▸ Your task: Rewrite all the records below, swapping "Where can you see" for "Where can you find" everywhere it occurs and changing nothing else. Leave the pictures out of your answer.

▸ Source material:
------------------------------------------------------------------------

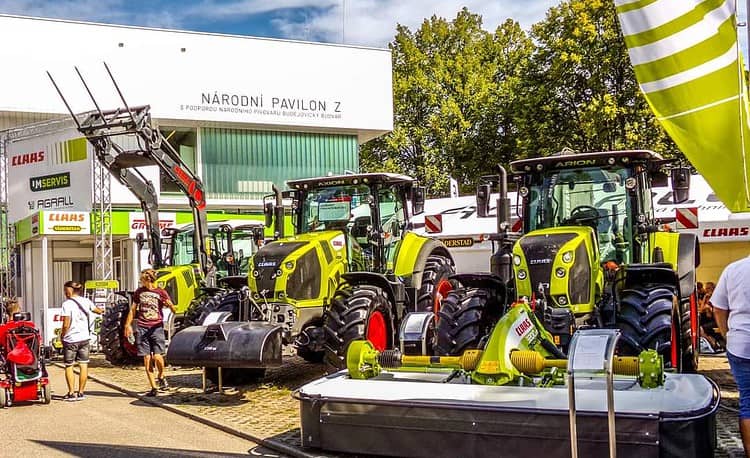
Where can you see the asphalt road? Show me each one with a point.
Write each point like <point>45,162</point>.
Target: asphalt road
<point>109,423</point>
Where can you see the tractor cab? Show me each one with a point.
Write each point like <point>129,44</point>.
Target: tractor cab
<point>609,192</point>
<point>369,209</point>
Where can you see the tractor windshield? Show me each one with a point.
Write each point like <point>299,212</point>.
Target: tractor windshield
<point>335,207</point>
<point>592,196</point>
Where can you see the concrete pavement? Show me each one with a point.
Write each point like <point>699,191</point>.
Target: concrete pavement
<point>109,423</point>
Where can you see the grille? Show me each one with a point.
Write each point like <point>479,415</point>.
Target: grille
<point>540,252</point>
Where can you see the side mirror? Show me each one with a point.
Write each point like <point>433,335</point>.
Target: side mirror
<point>268,213</point>
<point>680,184</point>
<point>483,200</point>
<point>417,199</point>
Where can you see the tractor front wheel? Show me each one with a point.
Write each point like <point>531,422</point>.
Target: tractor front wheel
<point>117,348</point>
<point>356,313</point>
<point>465,319</point>
<point>435,283</point>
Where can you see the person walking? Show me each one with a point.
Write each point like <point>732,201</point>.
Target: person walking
<point>148,302</point>
<point>76,337</point>
<point>731,305</point>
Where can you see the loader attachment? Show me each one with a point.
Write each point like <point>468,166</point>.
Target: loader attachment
<point>230,344</point>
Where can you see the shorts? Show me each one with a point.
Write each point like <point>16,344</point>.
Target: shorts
<point>741,372</point>
<point>75,351</point>
<point>150,340</point>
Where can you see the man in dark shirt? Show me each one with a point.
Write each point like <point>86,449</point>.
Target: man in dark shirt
<point>148,302</point>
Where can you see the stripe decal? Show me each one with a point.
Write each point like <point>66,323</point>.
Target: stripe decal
<point>688,65</point>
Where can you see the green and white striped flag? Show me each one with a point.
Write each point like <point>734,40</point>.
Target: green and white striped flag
<point>688,64</point>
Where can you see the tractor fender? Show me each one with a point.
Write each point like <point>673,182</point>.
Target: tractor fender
<point>412,257</point>
<point>394,290</point>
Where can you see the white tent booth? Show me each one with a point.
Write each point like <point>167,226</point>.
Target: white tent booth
<point>724,237</point>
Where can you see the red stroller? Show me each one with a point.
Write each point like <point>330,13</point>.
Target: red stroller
<point>23,376</point>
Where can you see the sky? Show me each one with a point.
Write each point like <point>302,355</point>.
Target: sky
<point>358,22</point>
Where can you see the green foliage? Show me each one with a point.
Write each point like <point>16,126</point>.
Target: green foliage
<point>466,99</point>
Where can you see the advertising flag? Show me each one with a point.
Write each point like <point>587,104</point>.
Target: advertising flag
<point>688,65</point>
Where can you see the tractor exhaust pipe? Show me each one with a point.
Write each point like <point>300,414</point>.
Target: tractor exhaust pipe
<point>278,213</point>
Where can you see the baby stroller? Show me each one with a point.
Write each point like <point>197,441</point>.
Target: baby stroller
<point>23,376</point>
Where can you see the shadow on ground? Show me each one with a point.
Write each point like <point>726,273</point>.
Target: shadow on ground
<point>114,451</point>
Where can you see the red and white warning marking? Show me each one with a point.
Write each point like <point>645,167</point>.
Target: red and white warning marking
<point>433,223</point>
<point>687,218</point>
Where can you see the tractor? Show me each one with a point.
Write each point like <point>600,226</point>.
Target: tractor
<point>352,270</point>
<point>591,255</point>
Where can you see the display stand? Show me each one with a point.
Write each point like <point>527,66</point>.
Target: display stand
<point>591,354</point>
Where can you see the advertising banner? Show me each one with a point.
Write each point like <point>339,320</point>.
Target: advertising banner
<point>67,223</point>
<point>138,222</point>
<point>50,172</point>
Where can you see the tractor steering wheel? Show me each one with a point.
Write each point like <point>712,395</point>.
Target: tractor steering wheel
<point>582,214</point>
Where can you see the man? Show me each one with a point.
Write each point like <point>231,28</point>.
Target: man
<point>731,303</point>
<point>148,302</point>
<point>76,336</point>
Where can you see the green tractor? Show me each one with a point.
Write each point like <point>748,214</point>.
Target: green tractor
<point>592,255</point>
<point>352,270</point>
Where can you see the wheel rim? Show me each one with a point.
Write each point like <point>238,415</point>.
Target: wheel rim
<point>443,288</point>
<point>376,331</point>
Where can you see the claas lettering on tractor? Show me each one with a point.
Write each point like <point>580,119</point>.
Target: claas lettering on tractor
<point>591,255</point>
<point>184,278</point>
<point>352,270</point>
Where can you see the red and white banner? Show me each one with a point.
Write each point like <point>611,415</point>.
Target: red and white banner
<point>433,223</point>
<point>686,218</point>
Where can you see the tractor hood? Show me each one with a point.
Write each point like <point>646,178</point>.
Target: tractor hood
<point>293,267</point>
<point>560,263</point>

------------------------------------------------------------------------

▸ Written response:
Where can you find the asphalt road? Show me each one with a point.
Write each point like <point>45,162</point>.
Target: asphalt road
<point>109,423</point>
Where can you find the tractor cab? Show me each one with a point.
Write each point like <point>129,44</point>.
Target: tractor cab
<point>609,192</point>
<point>369,209</point>
Where can you find the tractor windshield? Show me each one with a point.
Write each point like <point>299,212</point>.
Target: tractor windshield
<point>335,207</point>
<point>592,196</point>
Where can you find the concrete pavement? Show me each one with a point.
Write each point like <point>699,191</point>.
Target: concrete pavement
<point>109,423</point>
Where can you find the grille? Show me each one with a point.
Write each point like <point>479,415</point>.
Target: grille
<point>540,252</point>
Where can you find the side mirror? Show me each one with a point.
Write each point like <point>433,335</point>.
Target: side mirror
<point>268,213</point>
<point>680,184</point>
<point>483,200</point>
<point>417,199</point>
Where can you find the tractor front wheel? Show me each one with a point.
Write each point like <point>531,422</point>.
Target: tractor front wheel
<point>117,348</point>
<point>356,313</point>
<point>465,319</point>
<point>435,283</point>
Where can you find the person walking? Show me each one with a point.
Write each point like <point>732,201</point>.
Target: person walking
<point>148,302</point>
<point>76,337</point>
<point>731,305</point>
Where can you find the loader attachment? Show me each one with a point.
Write each point like <point>468,166</point>.
Target: loader attachment
<point>230,344</point>
Where can you find the shorts? Show me each one with a point.
Write each point like <point>16,344</point>.
Target: shorts
<point>741,372</point>
<point>75,351</point>
<point>150,340</point>
Where can you find the man in dark shirt? Show me each one with a point.
Write each point like <point>86,449</point>.
Target: man in dark shirt
<point>148,302</point>
Where can you find the stripe decal? Show me each one with a point.
Write each point like <point>66,323</point>.
Target: stripe decal
<point>688,65</point>
Where can you find the green and white striped flag? Show me each one with a point.
Write each point like <point>734,40</point>.
Target: green and white striped flag
<point>688,64</point>
Where can you find the tractor fender? Show me each one with a point.
Write each point like <point>673,182</point>.
Target: tractor fender
<point>412,257</point>
<point>394,290</point>
Where can you find the white tent booth? Show me each one with a point.
Write each point like <point>167,226</point>.
Target: white tent booth
<point>724,237</point>
Where can you find the red stroller? Show me each one with a point.
Write each point like <point>330,13</point>.
Target: red stroller
<point>23,376</point>
Where can you find the sky? Show me each one with a point.
Write each point like <point>302,355</point>.
Target: sky
<point>358,22</point>
Where can you find the green foliage? Show me each one with a point.
Write each point like <point>16,126</point>.
Target: green foliage
<point>466,99</point>
Where can you find the advertising flag? Show me each one with a point.
Write each point like <point>587,104</point>.
Target: advertising flag
<point>688,65</point>
Where can you find the tractor exhaust pipe? Show me each one with a point.
Write each point like <point>300,414</point>.
Target: tractor exhaust pipe
<point>278,213</point>
Where can you find the baby stroller? Show me each one with a point.
Write each point like <point>197,441</point>.
Target: baby stroller
<point>23,376</point>
Where can you find the shadow on ground? Show me each one with a point.
Write each point like <point>726,273</point>.
Target: shadow on ground
<point>114,451</point>
Where can you find the red and white warning marking? Show me each one with a point.
Write each point like <point>645,167</point>.
Target: red and white warning marking
<point>433,223</point>
<point>687,218</point>
Where can you find the tractor? Show me each one with a point.
Write each point like <point>600,226</point>.
Target: tractor
<point>352,270</point>
<point>591,255</point>
Where can you find the display stand? Show me each one with a point.
Write each point like <point>527,66</point>.
Target: display stand
<point>591,354</point>
Where can you find the advertising banner? Show me each one with a point.
Write each point like <point>339,320</point>.
Target: advertising banner
<point>67,223</point>
<point>138,222</point>
<point>50,172</point>
Where can you find the tractor steering wheel? Show me each one with a point.
Write each point like <point>712,395</point>.
Target: tractor steering wheel
<point>582,214</point>
Where can you find the man? Show me each one with a point.
Write each point like <point>231,28</point>.
Target: man
<point>731,303</point>
<point>148,302</point>
<point>76,336</point>
Where can you find the green tractor? Show me each one with a point.
Write each point like <point>748,214</point>.
Target: green tractor
<point>592,255</point>
<point>352,270</point>
Where can you find the wheel rim? Show me each one with a point.
Write each point like <point>238,415</point>.
Target: wheel rim
<point>443,288</point>
<point>376,331</point>
Where can you find the claas lettering on tractor? Show me each one with a point.
Write each point like <point>580,119</point>.
Target: claas lettering on tractor
<point>591,255</point>
<point>184,278</point>
<point>352,270</point>
Where can you find the red and white banner? Show me each one with a point.
Write each point like <point>611,415</point>.
Target: red and white banner
<point>433,223</point>
<point>686,218</point>
Where can you find the tractor hood? Show me each one with a point.
Write each point like <point>646,178</point>.
Target: tractor hood
<point>293,267</point>
<point>560,263</point>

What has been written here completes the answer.